— START —

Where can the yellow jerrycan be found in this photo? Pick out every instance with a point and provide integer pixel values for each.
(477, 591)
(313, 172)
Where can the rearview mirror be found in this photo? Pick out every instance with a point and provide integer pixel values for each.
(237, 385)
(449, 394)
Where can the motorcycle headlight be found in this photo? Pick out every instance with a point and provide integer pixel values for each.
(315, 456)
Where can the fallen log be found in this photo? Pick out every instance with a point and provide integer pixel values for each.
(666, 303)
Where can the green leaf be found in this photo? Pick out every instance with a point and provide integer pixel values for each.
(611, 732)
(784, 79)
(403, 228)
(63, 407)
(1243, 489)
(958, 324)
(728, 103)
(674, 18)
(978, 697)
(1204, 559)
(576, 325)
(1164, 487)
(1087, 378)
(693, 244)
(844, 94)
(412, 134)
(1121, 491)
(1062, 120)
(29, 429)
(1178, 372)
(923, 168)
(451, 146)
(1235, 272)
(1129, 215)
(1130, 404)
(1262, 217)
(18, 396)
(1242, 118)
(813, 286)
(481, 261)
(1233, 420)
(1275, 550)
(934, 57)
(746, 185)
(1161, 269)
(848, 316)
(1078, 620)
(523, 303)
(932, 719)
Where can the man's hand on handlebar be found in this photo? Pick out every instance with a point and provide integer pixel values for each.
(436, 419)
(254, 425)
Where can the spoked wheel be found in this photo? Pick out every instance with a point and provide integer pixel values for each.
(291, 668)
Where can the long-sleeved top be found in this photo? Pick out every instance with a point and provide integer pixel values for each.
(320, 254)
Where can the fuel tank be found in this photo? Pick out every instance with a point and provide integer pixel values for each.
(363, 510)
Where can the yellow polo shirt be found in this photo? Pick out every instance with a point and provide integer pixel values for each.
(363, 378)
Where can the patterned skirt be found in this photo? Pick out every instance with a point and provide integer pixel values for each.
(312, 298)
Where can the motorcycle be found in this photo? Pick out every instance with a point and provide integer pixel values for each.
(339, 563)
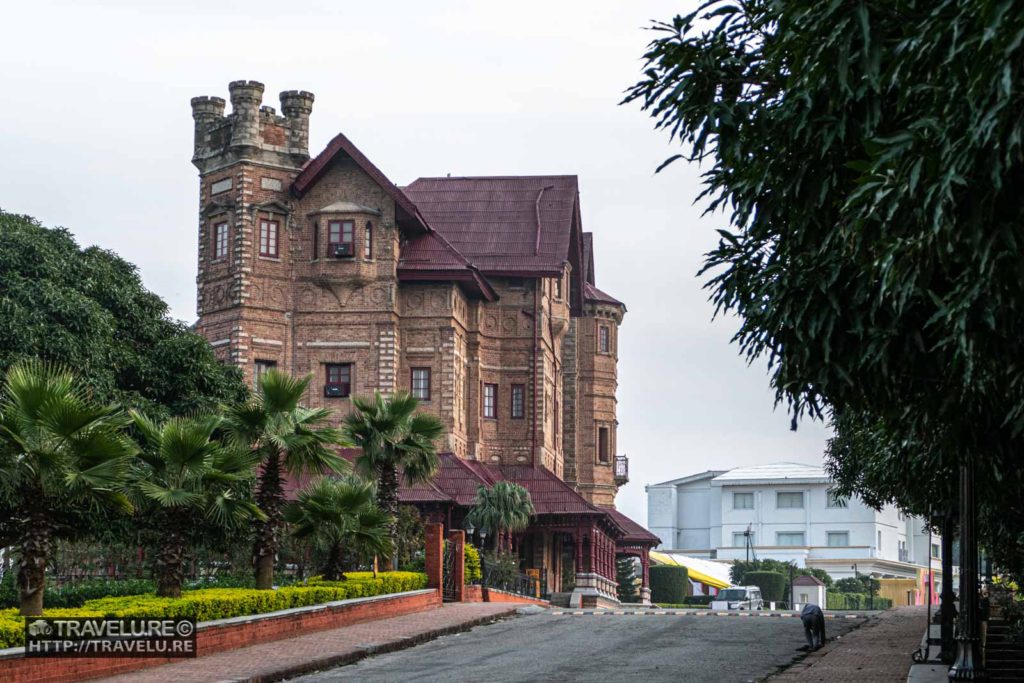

— END —

[Aim of the task]
Arrange the listing above as a Markdown table with the columns Nr and Line, one row per line in order, and leave out blank lines. Leave the pictures out of the table.

[Task output]
| Nr | Line |
|---|---|
| 1 | Where can the yellow jerrycan be found in this photo? Pick out every instance with a point and provide integer pixel values for each. |
| 2 | (477, 591) |
| 3 | (313, 172) |
| 4 | Where can the rearview mirror be found in this photo? Pick out every instance with a point and provide integer pixel values for each. |
| 5 | (237, 385) |
| 6 | (449, 394) |
| 7 | Where can the motorcycle headlight be found in this photo? Pick out every instance with a point and provide integer pixel values for each. |
| 8 | (315, 456) |
| 9 | Where can the fallen log be found in this photo? Pick out every instance with a point and provide integer pixel values for each. |
| 10 | (666, 303) |
| 11 | Where can the green leaf be found in this photo? Pick out every instance with a point and provide integer pixel values for each. |
| 12 | (611, 732) |
| 13 | (784, 79) |
| 14 | (403, 228) |
| 15 | (63, 407) |
| 16 | (1243, 489) |
| 17 | (958, 324) |
| 18 | (728, 103) |
| 19 | (674, 18) |
| 20 | (978, 697) |
| 21 | (1204, 559) |
| 22 | (576, 325) |
| 23 | (1164, 487) |
| 24 | (1087, 378) |
| 25 | (693, 244) |
| 26 | (844, 94) |
| 27 | (412, 134) |
| 28 | (1121, 491) |
| 29 | (1062, 120) |
| 30 | (29, 429) |
| 31 | (1178, 372) |
| 32 | (923, 168) |
| 33 | (451, 146) |
| 34 | (1235, 272) |
| 35 | (1129, 215) |
| 36 | (1130, 404) |
| 37 | (1262, 217) |
| 38 | (18, 396) |
| 39 | (1242, 118) |
| 40 | (813, 286) |
| 41 | (481, 261) |
| 42 | (1233, 420) |
| 43 | (1275, 550) |
| 44 | (934, 57) |
| 45 | (746, 185) |
| 46 | (1161, 269) |
| 47 | (848, 316) |
| 48 | (1078, 620) |
| 49 | (523, 303) |
| 50 | (932, 719) |
| 51 | Where can the man's hand on handlebar be found in this photo? Pick out every instance with a point and provide integer pixel values for each. |
| 52 | (436, 419) |
| 53 | (254, 425) |
| 54 | Where can the spoked wheel be found in this photo? Pick out every instance with a point and provide integer pixel values for each. |
| 55 | (291, 668) |
| 56 | Where can the long-sleeved top be found in this photo? Pick out every instance with a point and provide integer pixel values for each. |
| 57 | (320, 254) |
| 58 | Where can the fuel tank be found in this photo? Pick out every instance with a point and provide integer pixel values for each. |
| 59 | (363, 510) |
| 60 | Where can the yellow polo shirt be found in this photo? Pick out every instance with a point and provide integer pixel values for each. |
| 61 | (363, 378) |
| 62 | Where can the patterned skirt be found in this photo? Pick out every instance with a point and provide integer pixel values for each. |
| 63 | (312, 298) |
| 64 | Where can the motorcycle be found in this photo? Pick out every instance with a point and provide integer pixel values for each. |
| 65 | (339, 563) |